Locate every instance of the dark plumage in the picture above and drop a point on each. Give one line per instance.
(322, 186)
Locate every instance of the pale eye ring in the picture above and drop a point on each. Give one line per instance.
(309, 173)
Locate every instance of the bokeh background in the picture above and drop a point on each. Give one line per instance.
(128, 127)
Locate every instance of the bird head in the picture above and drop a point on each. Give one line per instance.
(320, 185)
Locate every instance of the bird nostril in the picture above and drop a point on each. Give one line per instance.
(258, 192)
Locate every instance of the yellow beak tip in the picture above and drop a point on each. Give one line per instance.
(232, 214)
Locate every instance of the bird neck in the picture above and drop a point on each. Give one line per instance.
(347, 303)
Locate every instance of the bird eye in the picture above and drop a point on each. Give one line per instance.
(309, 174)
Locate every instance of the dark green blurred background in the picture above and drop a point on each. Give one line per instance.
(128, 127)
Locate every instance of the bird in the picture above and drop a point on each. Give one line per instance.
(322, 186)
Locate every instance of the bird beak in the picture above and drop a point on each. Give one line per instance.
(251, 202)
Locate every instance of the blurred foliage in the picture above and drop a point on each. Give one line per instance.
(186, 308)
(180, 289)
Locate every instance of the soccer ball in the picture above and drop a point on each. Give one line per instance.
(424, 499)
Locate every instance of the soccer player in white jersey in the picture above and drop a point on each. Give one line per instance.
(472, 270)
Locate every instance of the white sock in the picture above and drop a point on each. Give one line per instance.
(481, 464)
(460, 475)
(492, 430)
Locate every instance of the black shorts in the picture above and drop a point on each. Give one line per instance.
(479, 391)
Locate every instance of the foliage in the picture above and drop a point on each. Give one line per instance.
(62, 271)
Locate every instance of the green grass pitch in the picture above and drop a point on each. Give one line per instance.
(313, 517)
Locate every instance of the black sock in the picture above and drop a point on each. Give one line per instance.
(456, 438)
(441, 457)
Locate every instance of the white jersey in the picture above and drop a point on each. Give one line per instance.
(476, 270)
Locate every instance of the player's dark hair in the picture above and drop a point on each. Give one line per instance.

________________________________________

# ACTIVITY
Output the entries above in their entirety, exactly as written.

# ANSWER TO THIS TASK
Locate every instance of the dark plumage in the picture above and drop a point on each. Give one line per instance.
(322, 186)
Locate every instance of the pale eye ring in the picture above and drop a point on each. Give one line per instance.
(309, 173)
Locate every instance of the bokeh background in the picture above and drop a point on each. Give one line per instance.
(128, 127)
Locate every instance of the bird head in the picture above and drop a point on each. Give one line per instance.
(320, 185)
Locate every instance of the bird nostril in the picture above and drop a point on each. Give one line per instance.
(258, 192)
Locate every instance of the yellow beak tip in the picture above and drop a point on each. Give one line per instance.
(232, 214)
Locate every instance of the bird neck in the picture above and drop a point on each. Give one line per instance.
(347, 303)
Locate every instance of the bird eye in the picture above and drop a point on each. Give one line per instance.
(309, 174)
Locate every instance of the dark green blurred background in the picture above and drop a point on each. Give one line per instance.
(128, 127)
Locate every instance of the bird in the picture above and drop a point on each. Give one line per instance.
(322, 186)
Locate every instance of the bird beak in the picture above and drop a point on each. Give one line per instance.
(251, 202)
Locate every instance of the blurred foliage in the picture above and drop a point on each. Give one line per instance.
(186, 308)
(180, 289)
Locate every instance of the soccer ball in the picture above and drop a point on each. Give one line per instance.
(424, 499)
Locate every instance of the soccer player in white jersey in the picture above and drop a point on each. Give one line per instance.
(472, 270)
Locate every instance of the white sock in the picture above and drop a point on each. Give one line per instance.
(481, 464)
(460, 475)
(492, 430)
Locate every instance of the black shorts in the picture above and drop a point on each. Give one line per instance.
(479, 391)
Locate every instance of the foliage in the picture above and drop a point on each. Give one line per instance.
(62, 271)
Locate every instance of the green grass pitch in the picture above and drop a point on each. Give one line per instance.
(313, 517)
Locate every instance of the black sock in the picture above and drop a point on each. Give one line per instance.
(456, 438)
(441, 457)
Locate every instance of the white jersey in the picture above and drop a point on each. Give one line per instance.
(476, 270)
Locate every instance of the player's dark hair in the picture above and drop a point on each. Give one line per instance.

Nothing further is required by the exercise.